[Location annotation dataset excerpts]
#####

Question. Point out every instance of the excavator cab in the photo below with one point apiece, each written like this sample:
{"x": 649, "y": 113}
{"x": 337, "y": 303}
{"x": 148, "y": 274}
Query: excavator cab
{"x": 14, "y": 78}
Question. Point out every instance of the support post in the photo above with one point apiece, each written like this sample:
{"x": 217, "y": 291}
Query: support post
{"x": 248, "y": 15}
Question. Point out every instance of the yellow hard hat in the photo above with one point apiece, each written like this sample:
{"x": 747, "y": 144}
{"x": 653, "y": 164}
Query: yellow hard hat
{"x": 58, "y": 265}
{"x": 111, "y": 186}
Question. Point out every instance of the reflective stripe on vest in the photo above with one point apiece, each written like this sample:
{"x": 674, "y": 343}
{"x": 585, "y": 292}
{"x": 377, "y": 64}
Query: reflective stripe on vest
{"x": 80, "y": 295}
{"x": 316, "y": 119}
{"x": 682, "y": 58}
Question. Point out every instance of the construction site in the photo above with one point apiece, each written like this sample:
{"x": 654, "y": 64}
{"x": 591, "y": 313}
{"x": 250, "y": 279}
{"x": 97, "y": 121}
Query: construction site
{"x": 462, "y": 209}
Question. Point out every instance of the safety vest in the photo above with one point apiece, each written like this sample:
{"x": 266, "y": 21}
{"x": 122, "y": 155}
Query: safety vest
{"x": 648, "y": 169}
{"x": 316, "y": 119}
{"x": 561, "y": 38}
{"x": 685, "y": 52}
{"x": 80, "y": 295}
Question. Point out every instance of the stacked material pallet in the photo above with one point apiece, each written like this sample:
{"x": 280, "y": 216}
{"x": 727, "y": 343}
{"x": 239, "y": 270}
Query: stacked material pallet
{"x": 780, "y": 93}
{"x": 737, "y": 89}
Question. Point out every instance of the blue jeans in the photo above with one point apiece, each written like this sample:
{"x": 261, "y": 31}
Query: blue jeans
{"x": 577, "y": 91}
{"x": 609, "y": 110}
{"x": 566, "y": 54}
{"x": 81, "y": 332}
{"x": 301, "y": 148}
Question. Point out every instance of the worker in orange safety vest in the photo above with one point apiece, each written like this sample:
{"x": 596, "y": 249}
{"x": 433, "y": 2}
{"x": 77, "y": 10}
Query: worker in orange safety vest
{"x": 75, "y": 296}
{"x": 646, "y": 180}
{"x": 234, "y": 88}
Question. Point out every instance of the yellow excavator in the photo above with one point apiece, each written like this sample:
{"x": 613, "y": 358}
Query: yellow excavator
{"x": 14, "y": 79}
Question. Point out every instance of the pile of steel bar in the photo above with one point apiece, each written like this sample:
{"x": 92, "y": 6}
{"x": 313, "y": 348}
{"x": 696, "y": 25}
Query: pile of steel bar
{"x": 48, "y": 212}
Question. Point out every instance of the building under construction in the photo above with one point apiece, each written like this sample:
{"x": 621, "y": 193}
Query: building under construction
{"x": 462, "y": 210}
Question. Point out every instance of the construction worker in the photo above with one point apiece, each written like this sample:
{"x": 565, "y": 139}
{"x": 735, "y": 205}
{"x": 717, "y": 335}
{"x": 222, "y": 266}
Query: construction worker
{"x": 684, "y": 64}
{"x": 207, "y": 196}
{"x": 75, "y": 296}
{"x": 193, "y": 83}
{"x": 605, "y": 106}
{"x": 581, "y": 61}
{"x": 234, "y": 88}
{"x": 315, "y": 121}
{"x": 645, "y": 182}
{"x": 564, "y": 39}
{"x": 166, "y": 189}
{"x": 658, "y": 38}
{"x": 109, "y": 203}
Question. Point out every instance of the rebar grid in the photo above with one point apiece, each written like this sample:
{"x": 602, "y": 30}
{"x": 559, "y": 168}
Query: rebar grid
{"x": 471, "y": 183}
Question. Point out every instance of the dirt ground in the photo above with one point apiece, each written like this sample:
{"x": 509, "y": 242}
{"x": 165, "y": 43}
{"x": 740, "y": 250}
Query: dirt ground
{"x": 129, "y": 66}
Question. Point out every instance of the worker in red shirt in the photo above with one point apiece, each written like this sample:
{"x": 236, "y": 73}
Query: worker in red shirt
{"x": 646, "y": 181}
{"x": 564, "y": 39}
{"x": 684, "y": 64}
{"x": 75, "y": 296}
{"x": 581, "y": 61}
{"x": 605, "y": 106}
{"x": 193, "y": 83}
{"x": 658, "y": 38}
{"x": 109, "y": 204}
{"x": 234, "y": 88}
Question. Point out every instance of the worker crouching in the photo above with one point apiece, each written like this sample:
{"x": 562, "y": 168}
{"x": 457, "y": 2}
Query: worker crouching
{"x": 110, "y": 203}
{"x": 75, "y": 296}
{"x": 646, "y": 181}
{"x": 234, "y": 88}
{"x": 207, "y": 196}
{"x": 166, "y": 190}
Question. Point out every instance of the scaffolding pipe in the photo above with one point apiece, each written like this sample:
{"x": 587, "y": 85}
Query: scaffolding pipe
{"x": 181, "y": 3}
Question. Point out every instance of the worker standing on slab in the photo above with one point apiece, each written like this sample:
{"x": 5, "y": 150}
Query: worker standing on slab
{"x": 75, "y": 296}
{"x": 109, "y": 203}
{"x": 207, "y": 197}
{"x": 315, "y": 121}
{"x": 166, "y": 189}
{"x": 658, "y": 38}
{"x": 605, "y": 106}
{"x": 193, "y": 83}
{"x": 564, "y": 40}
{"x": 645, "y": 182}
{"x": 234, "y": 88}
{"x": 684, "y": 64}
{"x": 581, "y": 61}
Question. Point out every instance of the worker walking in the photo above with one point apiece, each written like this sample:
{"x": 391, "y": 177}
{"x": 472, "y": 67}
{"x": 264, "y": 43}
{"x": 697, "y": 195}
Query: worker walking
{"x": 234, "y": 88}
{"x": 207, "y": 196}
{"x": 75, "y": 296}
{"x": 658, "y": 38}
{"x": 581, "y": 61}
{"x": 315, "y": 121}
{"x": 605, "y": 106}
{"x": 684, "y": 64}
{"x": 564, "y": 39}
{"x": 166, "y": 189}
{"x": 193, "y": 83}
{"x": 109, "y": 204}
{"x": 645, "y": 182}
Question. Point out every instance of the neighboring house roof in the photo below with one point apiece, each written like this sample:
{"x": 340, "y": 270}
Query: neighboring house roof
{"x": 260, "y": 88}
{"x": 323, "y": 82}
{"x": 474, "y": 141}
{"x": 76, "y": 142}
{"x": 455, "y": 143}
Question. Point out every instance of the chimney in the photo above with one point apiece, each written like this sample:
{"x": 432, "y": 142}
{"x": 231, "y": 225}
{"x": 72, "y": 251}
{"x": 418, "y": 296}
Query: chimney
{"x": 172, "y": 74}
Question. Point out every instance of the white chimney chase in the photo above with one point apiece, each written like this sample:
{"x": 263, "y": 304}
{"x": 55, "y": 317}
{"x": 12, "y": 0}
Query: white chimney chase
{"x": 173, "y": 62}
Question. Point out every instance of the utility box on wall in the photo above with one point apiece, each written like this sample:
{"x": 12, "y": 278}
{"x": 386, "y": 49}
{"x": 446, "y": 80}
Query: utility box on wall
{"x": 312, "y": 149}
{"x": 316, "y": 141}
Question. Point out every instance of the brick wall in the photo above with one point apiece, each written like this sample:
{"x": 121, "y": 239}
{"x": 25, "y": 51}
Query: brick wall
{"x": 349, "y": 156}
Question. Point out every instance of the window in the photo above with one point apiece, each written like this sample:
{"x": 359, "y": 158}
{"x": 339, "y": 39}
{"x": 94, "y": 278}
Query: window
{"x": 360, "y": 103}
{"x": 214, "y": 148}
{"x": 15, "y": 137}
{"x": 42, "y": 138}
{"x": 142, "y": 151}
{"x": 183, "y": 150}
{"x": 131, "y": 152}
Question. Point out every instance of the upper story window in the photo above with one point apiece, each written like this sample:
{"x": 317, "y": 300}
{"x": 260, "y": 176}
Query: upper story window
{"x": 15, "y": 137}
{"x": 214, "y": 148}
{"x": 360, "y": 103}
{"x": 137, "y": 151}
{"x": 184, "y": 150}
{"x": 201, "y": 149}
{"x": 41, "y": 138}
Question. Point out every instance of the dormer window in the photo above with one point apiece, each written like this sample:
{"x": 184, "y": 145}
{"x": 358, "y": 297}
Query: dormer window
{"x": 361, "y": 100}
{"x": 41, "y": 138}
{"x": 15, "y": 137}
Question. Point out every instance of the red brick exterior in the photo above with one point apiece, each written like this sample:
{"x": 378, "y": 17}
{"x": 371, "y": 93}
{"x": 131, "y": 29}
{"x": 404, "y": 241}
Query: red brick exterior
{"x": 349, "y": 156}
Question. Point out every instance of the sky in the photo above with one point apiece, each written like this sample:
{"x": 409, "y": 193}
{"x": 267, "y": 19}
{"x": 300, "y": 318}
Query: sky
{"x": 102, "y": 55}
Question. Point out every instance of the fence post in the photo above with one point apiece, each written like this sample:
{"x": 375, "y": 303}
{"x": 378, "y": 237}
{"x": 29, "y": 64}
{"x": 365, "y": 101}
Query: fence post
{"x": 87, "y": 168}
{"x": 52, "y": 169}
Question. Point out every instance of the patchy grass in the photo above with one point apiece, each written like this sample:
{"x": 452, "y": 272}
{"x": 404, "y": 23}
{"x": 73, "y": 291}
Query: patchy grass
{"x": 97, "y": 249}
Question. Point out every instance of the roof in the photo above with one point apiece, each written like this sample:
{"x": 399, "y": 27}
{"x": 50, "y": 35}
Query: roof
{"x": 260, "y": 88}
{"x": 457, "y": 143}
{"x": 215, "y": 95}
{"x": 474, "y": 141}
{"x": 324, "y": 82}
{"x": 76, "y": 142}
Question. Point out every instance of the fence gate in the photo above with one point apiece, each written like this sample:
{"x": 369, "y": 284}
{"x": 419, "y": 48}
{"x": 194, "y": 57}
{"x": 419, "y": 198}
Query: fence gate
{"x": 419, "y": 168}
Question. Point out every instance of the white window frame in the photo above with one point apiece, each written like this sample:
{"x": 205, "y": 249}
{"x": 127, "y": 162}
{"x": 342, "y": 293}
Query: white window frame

#####

### Task statement
Repeat only the stretch of lines that opens with the line containing "Question. Point out every instance of the fence gate" and closes with the final line of the entries, both included, exactly as written.

### Written reply
Question. Point out every instance of the fence gate in the photo above with one point apiece, each written like this sample:
{"x": 369, "y": 284}
{"x": 419, "y": 48}
{"x": 194, "y": 57}
{"x": 419, "y": 198}
Query: fence gate
{"x": 419, "y": 168}
Question. Point out every instance of the white window frame in the photo above with one point apiece, each written like this sample:
{"x": 205, "y": 249}
{"x": 127, "y": 162}
{"x": 342, "y": 293}
Query: white window frame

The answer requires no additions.